PROBLEM REQUIREMENTS:
All of the data below is to be returned unaltered.

BEGIN DATA TO USE

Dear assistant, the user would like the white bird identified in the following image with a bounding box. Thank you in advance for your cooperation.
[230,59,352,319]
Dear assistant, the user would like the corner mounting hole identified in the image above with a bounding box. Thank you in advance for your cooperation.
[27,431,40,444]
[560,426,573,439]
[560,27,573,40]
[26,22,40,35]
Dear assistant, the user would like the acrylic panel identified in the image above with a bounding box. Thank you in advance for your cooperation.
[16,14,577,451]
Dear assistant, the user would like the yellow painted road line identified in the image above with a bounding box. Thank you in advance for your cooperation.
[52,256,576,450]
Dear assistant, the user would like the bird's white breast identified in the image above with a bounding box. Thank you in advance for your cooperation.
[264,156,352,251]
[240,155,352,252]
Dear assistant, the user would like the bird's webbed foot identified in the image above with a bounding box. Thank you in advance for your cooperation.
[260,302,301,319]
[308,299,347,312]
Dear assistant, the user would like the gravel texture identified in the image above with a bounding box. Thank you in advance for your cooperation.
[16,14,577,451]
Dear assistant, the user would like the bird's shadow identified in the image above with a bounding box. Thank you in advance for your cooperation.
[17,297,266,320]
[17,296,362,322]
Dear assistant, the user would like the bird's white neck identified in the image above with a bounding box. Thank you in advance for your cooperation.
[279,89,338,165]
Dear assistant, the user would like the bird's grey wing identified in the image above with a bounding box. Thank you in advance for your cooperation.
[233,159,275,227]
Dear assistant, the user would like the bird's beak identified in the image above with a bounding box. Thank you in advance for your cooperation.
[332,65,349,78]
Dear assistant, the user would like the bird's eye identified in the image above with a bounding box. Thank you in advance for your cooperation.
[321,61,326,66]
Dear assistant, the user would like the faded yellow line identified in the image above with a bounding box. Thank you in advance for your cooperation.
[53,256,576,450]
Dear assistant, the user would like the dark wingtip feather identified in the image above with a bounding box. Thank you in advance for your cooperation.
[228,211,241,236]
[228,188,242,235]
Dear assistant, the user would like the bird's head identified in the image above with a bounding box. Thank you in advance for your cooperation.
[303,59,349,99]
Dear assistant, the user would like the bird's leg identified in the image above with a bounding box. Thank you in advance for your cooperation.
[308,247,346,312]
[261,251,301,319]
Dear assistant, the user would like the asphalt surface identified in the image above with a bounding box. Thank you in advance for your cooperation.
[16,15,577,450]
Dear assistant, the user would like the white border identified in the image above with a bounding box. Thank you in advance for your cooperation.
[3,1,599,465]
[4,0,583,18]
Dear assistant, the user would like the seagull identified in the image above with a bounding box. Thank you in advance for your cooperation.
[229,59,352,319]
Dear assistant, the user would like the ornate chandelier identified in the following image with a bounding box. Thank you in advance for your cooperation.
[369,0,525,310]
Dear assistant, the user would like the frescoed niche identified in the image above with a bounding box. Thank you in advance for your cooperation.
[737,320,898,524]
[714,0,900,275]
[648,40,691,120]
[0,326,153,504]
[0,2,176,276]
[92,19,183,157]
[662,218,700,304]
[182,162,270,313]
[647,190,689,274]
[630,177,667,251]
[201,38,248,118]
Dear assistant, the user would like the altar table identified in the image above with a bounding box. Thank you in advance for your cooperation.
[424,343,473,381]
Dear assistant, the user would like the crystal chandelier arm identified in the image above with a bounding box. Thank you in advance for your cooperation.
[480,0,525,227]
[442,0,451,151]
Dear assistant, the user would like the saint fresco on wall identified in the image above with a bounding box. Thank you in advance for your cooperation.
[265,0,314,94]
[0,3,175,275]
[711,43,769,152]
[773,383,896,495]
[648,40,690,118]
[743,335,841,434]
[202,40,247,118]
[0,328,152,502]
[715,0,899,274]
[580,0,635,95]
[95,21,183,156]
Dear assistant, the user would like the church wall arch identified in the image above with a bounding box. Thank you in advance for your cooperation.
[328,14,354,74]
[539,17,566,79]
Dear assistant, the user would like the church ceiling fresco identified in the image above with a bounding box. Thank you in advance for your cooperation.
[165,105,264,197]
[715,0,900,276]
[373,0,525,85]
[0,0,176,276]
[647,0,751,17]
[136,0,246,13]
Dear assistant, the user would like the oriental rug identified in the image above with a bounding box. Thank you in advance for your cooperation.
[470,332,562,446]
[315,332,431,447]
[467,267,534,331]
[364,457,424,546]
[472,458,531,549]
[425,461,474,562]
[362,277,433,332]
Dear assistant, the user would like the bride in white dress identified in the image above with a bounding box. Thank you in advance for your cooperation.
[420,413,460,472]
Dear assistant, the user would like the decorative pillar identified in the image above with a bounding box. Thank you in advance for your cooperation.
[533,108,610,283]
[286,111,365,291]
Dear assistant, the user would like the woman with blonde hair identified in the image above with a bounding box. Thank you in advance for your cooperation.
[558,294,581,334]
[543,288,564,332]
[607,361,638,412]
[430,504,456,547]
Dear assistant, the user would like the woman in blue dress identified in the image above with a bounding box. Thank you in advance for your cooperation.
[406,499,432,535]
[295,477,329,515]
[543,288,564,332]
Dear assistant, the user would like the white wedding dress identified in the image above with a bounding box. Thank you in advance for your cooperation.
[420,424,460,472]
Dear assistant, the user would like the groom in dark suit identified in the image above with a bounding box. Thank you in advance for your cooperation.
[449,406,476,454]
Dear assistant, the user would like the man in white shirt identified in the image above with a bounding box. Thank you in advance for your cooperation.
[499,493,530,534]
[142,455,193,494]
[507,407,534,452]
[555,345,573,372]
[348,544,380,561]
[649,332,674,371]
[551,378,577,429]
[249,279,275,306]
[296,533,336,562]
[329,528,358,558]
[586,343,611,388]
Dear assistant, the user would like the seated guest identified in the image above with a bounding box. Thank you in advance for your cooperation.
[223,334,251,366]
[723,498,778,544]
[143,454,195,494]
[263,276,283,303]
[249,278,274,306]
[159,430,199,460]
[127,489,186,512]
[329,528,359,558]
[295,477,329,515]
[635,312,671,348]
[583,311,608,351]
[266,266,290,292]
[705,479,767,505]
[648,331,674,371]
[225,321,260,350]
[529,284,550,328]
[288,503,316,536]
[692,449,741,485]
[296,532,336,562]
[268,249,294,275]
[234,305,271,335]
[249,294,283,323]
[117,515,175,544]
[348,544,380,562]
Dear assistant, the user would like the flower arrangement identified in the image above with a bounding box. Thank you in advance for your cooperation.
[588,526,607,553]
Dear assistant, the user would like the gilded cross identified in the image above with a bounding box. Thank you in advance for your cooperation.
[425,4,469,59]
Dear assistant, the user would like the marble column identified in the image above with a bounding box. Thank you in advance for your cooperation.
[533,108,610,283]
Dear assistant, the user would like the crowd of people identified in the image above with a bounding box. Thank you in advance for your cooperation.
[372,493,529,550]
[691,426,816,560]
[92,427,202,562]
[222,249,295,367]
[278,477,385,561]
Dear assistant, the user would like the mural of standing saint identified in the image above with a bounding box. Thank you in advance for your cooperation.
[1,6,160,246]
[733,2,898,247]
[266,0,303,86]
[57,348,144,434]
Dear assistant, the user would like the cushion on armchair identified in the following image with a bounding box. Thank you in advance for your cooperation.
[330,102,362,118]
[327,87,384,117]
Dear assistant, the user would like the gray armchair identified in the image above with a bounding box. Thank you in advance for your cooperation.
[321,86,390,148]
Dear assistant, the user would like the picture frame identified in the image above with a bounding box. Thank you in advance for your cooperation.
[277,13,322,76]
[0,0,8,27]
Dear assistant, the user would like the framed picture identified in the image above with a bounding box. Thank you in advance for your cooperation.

END DATA TO USE

SOLUTION FOR THIS PROBLEM:
Dear assistant, the user would like the white bird identified in the following image with a bounding box. Thank you in advance for your cooperation.
[230,59,352,319]
Dear assistant, the user would like the corner mounting hole identified in the image above with a bounding box. Thank you in advance for your cooperation.
[27,431,40,444]
[560,426,573,439]
[560,27,573,40]
[26,22,40,35]
Dear assistant, the user would like the acrylic panel identified in the image above with a bounding box. Thank you in advance for your cooperation.
[16,14,577,451]
Dear assistant, the user would like the yellow painted road line identified in the image above with a bounding box. Thank you in advance for your cooperation.
[52,256,576,450]
Dear assistant, the user would like the bird's white breast identified in the image above with a bounding box. Thank you in advance for your cooperation.
[264,156,352,251]
[240,155,352,252]
Dear assistant, the user would like the bird's webbed foot identified in the image above with a bounding box. Thank you in advance for your cooperation.
[260,302,301,319]
[308,299,347,312]
Dear assistant, the user would like the gravel texture identified in the image above with a bounding box. Thank you in advance for your cooperation.
[16,14,577,451]
Dear assistant, the user would like the bird's shadow identified in the image above with a bounding box. Thank you in advance for your cooperation.
[17,297,266,320]
[17,296,362,322]
Dear assistant, the user would like the bird's white neck identified in the image above with a bounding box. Thank you in advance for your cooperation.
[279,89,338,165]
Dear assistant, the user would like the bird's grey wing identified in the image above with a bounding box. Thank you in advance for your cooperation.
[233,159,275,227]
Dear assistant, the user would like the bird's beak identified in the image above with a bounding box. Thank you in advance for your cooperation.
[332,65,349,78]
Dear assistant, the user would like the bird's eye identified in the image above with a bounding box. Thank you in advance for your cooperation.
[321,61,326,66]
Dear assistant, the user would like the faded yellow line identified in the image above with a bounding box. Thank you in advance for your cooperation.
[53,256,576,450]
Dear assistant, the user would like the dark wingtip feather identified in the image above with a bounding box. Thank you in advance for your cooperation.
[228,211,241,236]
[228,188,242,235]
Dear assistant, the user would like the bird's head identified in the image above with a bounding box. Thank you in advance for your cooperation.
[303,59,349,99]
Dear assistant, the user would like the bird's leg identified in the image above with a bounding box. Thank you in advance for your cooperation.
[308,247,346,312]
[261,251,301,319]
Dear assistant, the user would like the asphalt surface identified in the image above with a bounding box. Thank you in advance for your cooperation.
[16,15,577,450]
Dear assistant, the user would like the white border identified in the image above with a bounding box. Thank you in advance for your cooperation.
[3,1,599,465]
[4,0,583,18]
Dear assistant, the user would like the seagull identified in the image above with a bounding box. Thank you in advance for your cooperation.
[229,59,352,319]
Dear assistant, the user would like the ornate chandelier identified in the following image with a bounding box. Thank you in advance for your cooperation.
[369,0,525,310]
Dear assistant, the user would like the frescoed niche identified in the image above with a bounding box. Thank you in advance for your cooperation.
[737,320,898,524]
[714,0,900,275]
[648,40,691,120]
[0,326,153,504]
[0,2,176,276]
[92,19,183,157]
[662,218,700,304]
[182,162,270,313]
[647,190,689,274]
[630,177,667,251]
[201,38,248,118]
Dear assistant, the user would like the altar table identified in the image above with a bounding box. Thank you in advance for your cooperation.
[424,343,473,381]
Dear assistant, the user would like the crystal chandelier arm identified in the image above with a bounding box. Thank you in advance for your cooperation.
[480,0,525,227]
[442,0,451,151]
Dear assistant, the user would like the saint fresco on wall identified in the image above with a bounding box. Thank you in advance for your cooperation.
[265,0,314,94]
[0,3,175,275]
[711,43,769,152]
[773,383,896,495]
[648,40,690,118]
[743,335,841,434]
[202,40,247,118]
[0,328,152,502]
[715,0,899,274]
[580,0,635,95]
[95,21,183,156]
Dear assistant, the user would like the church wall arch identified in the image above with a bounding box. Thank you in advance for your cooperation.
[328,14,354,74]
[539,17,566,79]
Dear assistant, the user would like the church ceiling fresco identified in the image above with a bounding box. Thank you in advance for your cooperation.
[165,105,264,197]
[715,0,900,276]
[373,0,525,85]
[0,0,176,276]
[647,0,751,17]
[136,0,246,13]
Dear assistant, the user would like the oriental rug identified in the image above with a bounding box. Thank you in advance for your cooperation.
[470,332,562,446]
[315,332,431,447]
[467,267,534,331]
[364,457,424,546]
[472,458,531,549]
[425,461,474,562]
[362,277,433,332]
Dear assistant, the user would like the bride in white dress identified in the image above with a bounding box. Thank you in advance for your cooperation.
[420,413,460,472]
Dear assistant, the user would like the decorative pillar identified in the image above with a bounding box. Thank you in advance for your cooperation.
[533,108,610,283]
[286,111,365,291]
Dear assistant, the user would like the woman with blonde hair identified in the image above with a bounding box. Thank you in advance for your cooperation.
[558,294,581,334]
[543,288,564,332]
[607,361,638,412]
[430,504,456,547]
Dear assistant, the user would like the woman in blue dress identified in the image above with a bounding box. Thank you in advance for your cooperation.
[406,499,432,535]
[295,477,329,515]
[543,288,564,332]
Dear assistant, the user would like the white wedding dress identified in the image above with a bounding box. Thank you in advance for your cooperation.
[420,424,460,472]
Dear assistant, the user would like the groom in dark suit identified in the image above with a bounding box. Thank you in advance for your cooperation.
[449,406,476,454]
Dear assistant, the user would like the man in white shirt identified in the image above with a bounding box. Thank you in advance for your cooperation.
[499,493,530,534]
[142,455,193,494]
[507,407,534,452]
[555,345,573,372]
[348,544,380,561]
[649,332,674,371]
[551,378,577,429]
[249,279,275,306]
[296,533,336,562]
[329,528,358,558]
[586,343,611,388]
Dear assistant, the user would like the seated guest identified in the image above with a bounding box. Thank you in advance for your cooperation.
[223,334,251,366]
[723,498,778,544]
[143,454,195,494]
[263,276,283,303]
[249,278,274,306]
[159,430,199,460]
[127,489,186,512]
[329,528,359,558]
[295,477,329,515]
[635,312,671,348]
[583,311,608,351]
[266,266,290,292]
[705,479,767,505]
[648,331,674,371]
[225,321,260,350]
[529,284,550,328]
[288,503,316,536]
[692,449,741,485]
[296,532,336,562]
[268,249,294,275]
[234,305,271,335]
[249,294,283,323]
[117,515,175,544]
[348,544,380,562]
Dear assistant, the user would like the flower arrangement identified in the image above with a bounding box. Thank you in advance for your cooperation.
[588,526,607,553]
Dear assistant, the user would like the gilded cross identified in the image above with a bounding box. Thank you in advance for your cooperation.
[425,4,469,59]
Dear assistant, the user would like the marble column identified in the image above with a bounding box. Thank you in advance for your cooperation.
[533,108,610,283]
Dear assistant, the user would like the crowd of people identified in the image above with a bounding box. Thank you in advance for your cooperation.
[372,493,529,550]
[691,426,816,560]
[92,427,202,562]
[222,249,295,367]
[278,477,385,561]
Dear assistant, the user would like the mural of standing saint identified in the image above with a bounding box. Thank you in advance for your cooperation.
[1,6,160,246]
[733,2,898,247]
[266,0,303,86]
[57,348,144,434]
Dear assistant, the user would like the cushion on armchair identified in the following image with a bounding box. Thank you in advance for your cooperation.
[330,102,362,118]
[327,87,384,117]
Dear assistant, the user would like the gray armchair identified in the image above with a bounding box. Thank you in advance for your cooperation.
[321,86,390,148]
Dear assistant, the user would like the picture frame identified in the image above with a bounding box. Thank you in advance for your cooperation.
[277,13,322,76]
[0,0,8,27]
Dear assistant, the user would like the framed picture identified in the image above with a bounding box. Thank you in advance for your cooperation.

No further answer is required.